*** Opening of Data records ***

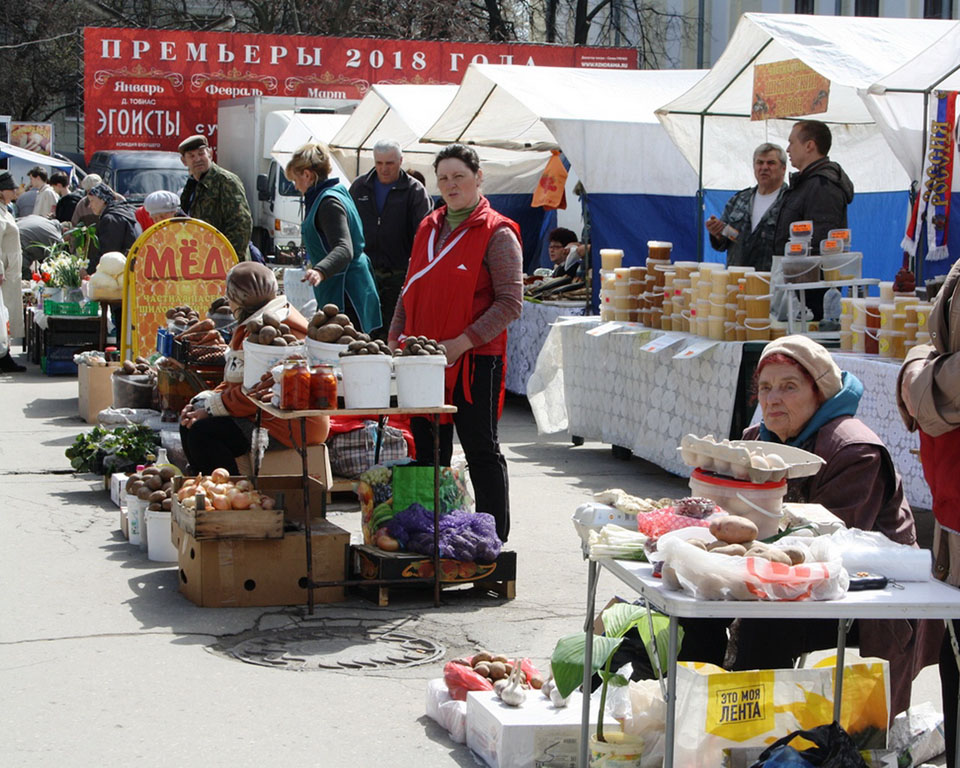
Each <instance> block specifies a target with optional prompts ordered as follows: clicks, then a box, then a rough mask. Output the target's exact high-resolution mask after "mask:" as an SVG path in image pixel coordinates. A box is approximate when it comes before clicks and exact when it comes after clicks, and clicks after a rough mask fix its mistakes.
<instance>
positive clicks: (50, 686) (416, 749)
mask: <svg viewBox="0 0 960 768" xmlns="http://www.w3.org/2000/svg"><path fill="white" fill-rule="evenodd" d="M0 425H2V426H0V487H2V488H3V492H4V497H5V499H4V502H3V503H2V504H0V562H2V563H3V569H2V573H3V589H2V593H3V604H2V606H0V616H2V621H0V722H2V733H3V738H2V740H0V764H2V765H5V766H12V767H13V766H31V767H36V768H40V767H43V766H57V767H58V768H59V767H60V766H64V765H68V766H103V767H104V768H107V767H112V766H121V765H123V766H127V765H137V766H161V765H163V766H169V765H174V764H178V763H179V764H181V765H204V766H208V767H209V768H216V767H218V766H225V767H226V766H230V768H241V767H243V766H258V767H259V766H263V765H270V764H290V765H304V766H379V765H395V766H414V765H416V766H418V768H432V767H433V766H438V767H439V766H444V767H446V766H475V765H478V764H482V763H480V762H479V761H478V759H477V758H476V757H475V756H474V755H473V754H472V753H471V752H470V751H469V750H468V749H467V748H466V747H465V746H463V745H459V744H456V743H455V742H453V741H452V740H451V739H449V737H448V736H447V734H446V733H445V731H443V730H442V729H441V728H440V727H439V726H437V725H436V724H434V723H433V722H432V721H431V720H429V719H428V718H427V717H425V715H424V692H425V687H426V683H427V681H428V680H430V679H432V678H436V677H440V676H441V674H442V666H443V663H444V661H446V660H449V659H452V658H454V657H456V656H459V655H464V654H469V653H472V652H475V651H477V650H479V649H489V650H491V651H494V652H500V653H504V654H506V655H507V656H510V657H513V656H520V655H525V656H529V657H530V658H532V659H533V660H534V662H535V663H537V664H538V665H539V666H541V668H544V669H545V668H546V666H547V665H546V662H547V660H548V659H549V657H550V654H551V652H552V650H553V646H554V644H555V643H556V640H557V639H558V638H559V637H561V636H563V635H566V634H570V633H573V632H577V631H580V630H581V628H582V626H583V621H584V615H583V611H584V604H585V591H586V570H587V569H586V564H585V563H584V561H583V560H582V558H581V555H580V547H579V539H578V537H577V535H576V532H575V531H574V529H573V526H572V524H571V522H570V516H571V514H572V513H573V511H574V509H575V508H576V507H577V506H578V505H579V504H581V503H583V502H584V501H588V500H590V498H591V494H593V493H594V492H596V491H600V490H603V489H606V488H613V487H616V488H623V489H624V490H626V491H628V492H629V493H632V494H636V495H639V496H651V497H655V498H659V497H662V496H682V495H686V493H687V485H686V480H685V479H681V478H677V477H674V476H672V475H670V474H668V473H666V472H664V471H662V470H661V469H659V468H658V467H656V466H653V465H651V464H648V463H646V462H644V461H641V460H639V459H636V458H633V459H630V460H627V461H624V460H619V459H614V458H613V457H612V455H611V450H610V447H609V446H604V445H602V444H600V443H593V442H587V443H586V444H584V445H582V446H577V447H574V446H573V445H572V444H571V443H570V441H569V440H568V438H567V436H566V435H565V434H561V435H538V434H537V430H536V425H535V423H534V420H533V417H532V416H531V414H530V411H529V408H528V406H527V404H526V400H525V399H523V398H516V397H508V399H507V403H506V408H505V410H504V415H503V419H502V421H501V427H500V429H501V440H502V443H503V448H504V453H505V455H506V457H507V461H508V464H509V471H510V483H511V485H510V495H511V508H512V531H511V536H510V541H509V544H508V548H509V549H512V550H514V551H516V553H517V558H518V574H517V581H516V598H515V599H514V600H509V601H508V600H503V599H500V598H496V597H492V596H489V595H481V594H478V593H476V592H474V591H468V590H454V591H445V592H444V593H443V604H442V605H441V607H439V608H435V607H434V606H433V602H432V592H425V591H419V590H415V591H401V592H397V591H394V593H393V594H391V600H390V605H389V607H386V608H378V607H376V606H375V604H373V603H371V602H370V601H369V600H367V599H364V598H363V597H360V596H349V597H348V599H347V601H346V602H343V603H337V604H331V605H320V606H318V607H317V610H316V612H315V614H314V616H313V617H310V616H307V615H306V611H305V609H304V608H299V607H295V608H199V607H197V606H194V605H193V604H191V603H190V602H189V601H187V600H186V599H185V598H184V597H183V596H182V595H181V594H179V592H178V573H177V568H176V567H174V566H173V565H169V566H167V565H161V564H157V563H153V562H150V561H149V560H148V559H147V558H146V555H145V553H142V552H141V551H140V550H139V549H138V548H137V547H134V546H131V545H130V544H128V543H127V542H126V541H125V540H124V539H123V537H122V535H121V533H120V527H119V510H118V509H117V507H115V506H114V505H113V504H112V503H111V501H110V498H109V494H108V493H106V492H105V491H104V490H103V489H102V481H101V480H100V479H99V478H95V477H93V476H92V475H75V474H72V473H71V472H70V470H69V462H68V461H67V459H66V458H65V456H64V450H65V449H66V448H67V446H69V445H70V444H71V443H72V442H73V439H74V437H75V436H76V435H77V434H79V433H80V432H81V431H85V430H87V429H89V426H88V425H86V424H85V423H84V422H83V421H81V419H80V418H79V416H78V415H77V380H76V378H72V377H54V378H51V377H46V376H43V375H41V374H40V373H39V371H38V369H37V368H36V366H30V368H29V371H28V372H27V373H26V374H16V375H2V376H0ZM339 506H340V508H339V509H337V510H335V511H332V512H331V515H330V518H331V520H332V522H334V523H336V524H337V525H339V526H341V527H342V528H345V529H347V530H348V531H350V532H351V534H352V535H353V537H354V539H358V538H359V530H360V523H359V512H354V511H348V510H347V509H346V508H344V505H339ZM618 593H619V594H621V595H623V596H625V597H629V596H630V595H629V591H628V590H626V589H624V588H622V587H619V586H618V583H617V582H616V581H615V579H613V578H612V577H611V576H609V575H608V574H603V575H602V576H601V579H600V585H599V590H598V595H597V600H598V605H603V604H605V602H606V601H607V599H608V598H609V597H611V596H613V595H615V594H618ZM311 628H316V629H321V628H326V629H328V630H330V631H334V630H338V629H339V630H343V631H344V632H345V633H346V634H345V635H344V636H347V635H348V634H349V630H350V629H351V628H364V629H368V630H370V629H372V630H374V631H379V630H382V629H394V630H397V629H400V630H402V631H403V632H404V633H407V634H409V635H412V636H414V637H416V638H420V639H422V640H423V641H425V642H426V643H427V644H429V645H430V646H431V647H432V648H434V650H435V651H438V653H437V656H436V660H434V661H432V662H430V663H426V664H420V665H415V666H380V667H376V668H370V669H356V670H344V671H328V670H322V671H321V670H315V671H307V672H299V673H295V672H294V671H292V670H291V669H286V668H279V667H277V668H273V667H271V666H263V665H259V664H251V663H245V662H242V661H239V660H236V659H235V658H231V657H229V656H228V655H227V654H226V653H225V652H224V651H226V650H228V649H230V648H234V647H236V646H237V644H238V642H239V641H242V640H249V639H251V638H256V637H260V635H258V634H257V633H259V632H266V631H268V630H275V631H282V630H289V631H291V632H293V631H298V630H310V629H311ZM341 650H342V649H341ZM927 700H929V701H932V702H933V703H934V704H935V705H936V706H937V707H939V702H940V691H939V681H938V679H937V676H936V670H935V668H930V669H927V670H925V671H924V672H923V674H922V675H921V677H920V678H919V679H918V682H917V683H915V685H914V701H915V702H919V701H927ZM939 764H940V765H942V764H943V763H942V760H941V762H940V763H939Z"/></svg>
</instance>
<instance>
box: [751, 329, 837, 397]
mask: <svg viewBox="0 0 960 768" xmlns="http://www.w3.org/2000/svg"><path fill="white" fill-rule="evenodd" d="M777 353H779V354H781V355H786V356H787V357H789V358H790V359H791V360H796V361H797V362H798V363H800V365H802V366H803V367H804V368H805V369H806V371H807V373H809V374H810V375H811V376H812V377H813V380H814V382H815V383H816V385H817V387H818V388H819V389H820V391H821V392H822V393H823V396H824V398H825V399H827V400H829V399H830V398H831V397H833V396H834V395H835V394H837V392H839V391H840V389H841V387H842V386H843V384H842V382H841V379H840V366H838V365H837V364H836V363H835V362H834V361H833V358H832V357H830V353H829V352H828V351H827V350H826V348H825V347H823V346H822V345H820V344H817V342H815V341H813V339H810V338H808V337H806V336H802V335H800V334H794V335H793V336H783V337H781V338H779V339H777V340H776V341H771V342H770V343H769V344H767V346H766V347H764V350H763V354H761V355H760V362H759V363H758V364H757V367H758V368H759V367H760V366H761V365H763V361H764V360H765V359H766V358H768V357H770V355H775V354H777Z"/></svg>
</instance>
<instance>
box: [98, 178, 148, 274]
mask: <svg viewBox="0 0 960 768" xmlns="http://www.w3.org/2000/svg"><path fill="white" fill-rule="evenodd" d="M87 201H88V203H89V205H90V210H91V211H93V212H94V213H95V214H96V215H97V216H99V217H100V218H99V221H98V223H97V241H96V242H95V243H91V244H90V249H89V250H88V251H87V273H88V274H93V273H94V272H96V270H97V264H99V263H100V256H102V255H103V254H104V253H108V252H109V251H118V252H119V253H122V254H123V255H124V256H126V255H127V252H128V251H129V250H130V246H132V245H133V244H134V242H136V240H137V238H138V237H139V236H140V233H141V229H140V225H139V224H138V223H137V215H136V209H135V208H134V207H133V205H132V204H130V203H127V202H125V201H123V200H117V197H116V195H115V194H114V192H113V190H112V189H110V187H108V186H107V185H106V184H97V186H95V187H93V188H92V189H91V190H90V191H89V192H87Z"/></svg>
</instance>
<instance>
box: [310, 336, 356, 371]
mask: <svg viewBox="0 0 960 768" xmlns="http://www.w3.org/2000/svg"><path fill="white" fill-rule="evenodd" d="M306 344H307V360H309V361H310V365H332V366H334V367H336V368H339V367H340V353H341V352H345V351H346V349H347V345H346V344H328V343H327V342H325V341H314V340H313V339H307V340H306Z"/></svg>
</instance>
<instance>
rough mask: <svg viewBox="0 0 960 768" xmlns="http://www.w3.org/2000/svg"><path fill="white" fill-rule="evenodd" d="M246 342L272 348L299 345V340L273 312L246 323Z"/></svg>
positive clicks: (264, 314)
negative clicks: (293, 344) (247, 322)
mask: <svg viewBox="0 0 960 768" xmlns="http://www.w3.org/2000/svg"><path fill="white" fill-rule="evenodd" d="M247 340H248V341H250V342H251V343H252V344H263V345H265V346H274V347H287V346H289V345H291V344H299V343H300V339H298V338H297V337H296V336H294V335H293V334H292V333H291V332H290V326H289V325H287V324H286V323H284V322H283V321H282V320H281V319H280V318H279V317H277V316H276V315H275V314H274V313H273V312H264V313H263V315H262V316H261V317H260V318H258V319H256V320H251V321H250V322H249V323H247Z"/></svg>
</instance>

*** Close of Data records ***

• _How to complete this task_
In the records above, how many lines contain the word "positive"? Say only the number.

• _Task solution_
2